═════ DATA ENTRIES
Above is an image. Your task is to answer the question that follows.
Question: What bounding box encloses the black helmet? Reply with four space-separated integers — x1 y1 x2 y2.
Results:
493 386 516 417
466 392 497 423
══════════
= REQUIREMENT =
Rewrite the records above as a JSON list of strings, one string for each line, omitting any blank lines.

= OUTPUT =
[
  "Above is an image. Your task is to answer the question that follows.",
  "Question: What bounding box encloses the black helmet? Reply with four space-separated integers — x1 y1 x2 y2.",
  "Results:",
  "493 386 516 417",
  "466 392 497 423"
]